■ Exercise directions
Please print every record that follows, keeping each one exactly as it is.

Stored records
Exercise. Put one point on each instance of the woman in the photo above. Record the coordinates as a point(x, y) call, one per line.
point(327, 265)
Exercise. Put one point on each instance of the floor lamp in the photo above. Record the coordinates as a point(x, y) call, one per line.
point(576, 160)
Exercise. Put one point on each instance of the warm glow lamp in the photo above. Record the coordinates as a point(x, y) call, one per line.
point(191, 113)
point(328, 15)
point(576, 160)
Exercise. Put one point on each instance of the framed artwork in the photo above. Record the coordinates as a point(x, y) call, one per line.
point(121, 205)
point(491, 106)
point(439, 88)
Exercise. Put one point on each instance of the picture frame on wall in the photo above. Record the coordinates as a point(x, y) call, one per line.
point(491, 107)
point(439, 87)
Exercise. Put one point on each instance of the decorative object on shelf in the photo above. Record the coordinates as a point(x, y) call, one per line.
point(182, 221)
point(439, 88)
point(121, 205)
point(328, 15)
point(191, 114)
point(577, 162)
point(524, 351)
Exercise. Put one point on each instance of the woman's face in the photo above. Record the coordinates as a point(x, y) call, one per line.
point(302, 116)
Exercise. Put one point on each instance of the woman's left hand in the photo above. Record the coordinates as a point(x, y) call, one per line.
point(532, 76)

■ Reply to the task
Exercise. Put one point on each instance of the woman in the photo above. Record the coordinates as a point(x, y) call, one per line.
point(327, 265)
Exercise. Put one point on each instance of the floor lamp in the photo above. Record the coordinates as a point(x, y) call, one per line.
point(576, 160)
Exercise. Put one point on each instance of the warm glow lamp in the photo above. Record the coordinates as a point(x, y) call, one per line.
point(191, 113)
point(328, 15)
point(576, 160)
Exercise. Put one point on each instance of the framed artwork in the photo above. Record the coordinates as a point(x, y) call, one per line.
point(121, 205)
point(491, 106)
point(439, 88)
Exercise. Put one point on each instance of the picture frame on wall in the photo above. Record the coordinates as a point(x, y) call, one per line.
point(491, 107)
point(439, 87)
Exercise. Put one point on each instance of the decorative object on shelf in the photo above. Record the coordinates as a point(x, y) call, one per line.
point(182, 221)
point(439, 88)
point(121, 205)
point(328, 15)
point(191, 114)
point(577, 162)
point(524, 351)
Exercise. Put one point on each instance of the woman's face in the photo above. Record the coordinates as a point(x, y) call, one per line.
point(302, 116)
Exercise. Put one point on each instance of the woman's left hand in the photo above. Record the coordinates as a point(x, y) call, one per line.
point(532, 76)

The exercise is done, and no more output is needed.